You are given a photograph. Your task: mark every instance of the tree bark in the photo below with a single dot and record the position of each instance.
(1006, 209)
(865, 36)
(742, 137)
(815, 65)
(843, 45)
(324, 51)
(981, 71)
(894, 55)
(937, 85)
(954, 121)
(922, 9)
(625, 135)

--- --- ---

- Поставленная задача
Воспроизведите все строки выше без изменений, сохранив их порядок и точное написание.

- Письменное решение
You are given a photograph. Your task: mark every instance of the tree bark in the photo below with a single dot and record the position of each instance.
(1006, 209)
(865, 36)
(742, 137)
(815, 65)
(843, 45)
(324, 51)
(981, 71)
(894, 55)
(937, 85)
(954, 121)
(922, 9)
(625, 135)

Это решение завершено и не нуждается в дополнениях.